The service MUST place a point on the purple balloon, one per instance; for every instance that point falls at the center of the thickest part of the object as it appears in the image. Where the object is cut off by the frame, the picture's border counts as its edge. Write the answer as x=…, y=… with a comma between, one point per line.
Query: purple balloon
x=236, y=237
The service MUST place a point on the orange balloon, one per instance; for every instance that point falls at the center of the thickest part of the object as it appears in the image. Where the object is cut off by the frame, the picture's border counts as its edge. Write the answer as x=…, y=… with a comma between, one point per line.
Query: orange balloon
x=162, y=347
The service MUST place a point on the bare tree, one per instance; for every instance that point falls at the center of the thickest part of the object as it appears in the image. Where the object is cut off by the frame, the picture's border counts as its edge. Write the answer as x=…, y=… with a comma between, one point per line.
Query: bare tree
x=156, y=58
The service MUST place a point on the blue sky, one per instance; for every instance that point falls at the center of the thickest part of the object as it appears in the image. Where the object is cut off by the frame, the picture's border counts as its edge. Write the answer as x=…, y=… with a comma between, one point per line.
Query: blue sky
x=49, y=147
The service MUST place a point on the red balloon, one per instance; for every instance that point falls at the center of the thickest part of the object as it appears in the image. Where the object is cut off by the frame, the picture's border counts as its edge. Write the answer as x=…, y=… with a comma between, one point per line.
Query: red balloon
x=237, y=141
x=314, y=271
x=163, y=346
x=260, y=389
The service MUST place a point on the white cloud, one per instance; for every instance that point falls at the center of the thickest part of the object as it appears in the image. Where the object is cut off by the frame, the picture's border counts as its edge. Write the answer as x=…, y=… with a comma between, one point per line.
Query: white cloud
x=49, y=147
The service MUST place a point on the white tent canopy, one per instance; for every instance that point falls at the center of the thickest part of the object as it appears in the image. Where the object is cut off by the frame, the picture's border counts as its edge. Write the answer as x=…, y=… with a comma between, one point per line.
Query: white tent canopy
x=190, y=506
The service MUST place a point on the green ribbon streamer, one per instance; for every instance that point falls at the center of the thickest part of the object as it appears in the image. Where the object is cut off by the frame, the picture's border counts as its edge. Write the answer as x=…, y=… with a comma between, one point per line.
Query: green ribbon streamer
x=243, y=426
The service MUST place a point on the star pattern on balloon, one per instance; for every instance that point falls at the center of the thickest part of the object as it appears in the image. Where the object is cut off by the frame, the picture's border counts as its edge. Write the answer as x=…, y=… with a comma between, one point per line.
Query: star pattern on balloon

■ Task objective ■
Search the entries for the word "star". Copy each line where it appears.

■ Task response ■
The service MUST place a point on the star pattern on balloon, one per instance; for every instance that point falls at the center of the thickest part of the object as it appears in the image. Where the object is cut off by the frame, the picture's border counts as its edge. Write the answer as x=…, y=… with a comma between, one point per line.
Query: star pattern on balloon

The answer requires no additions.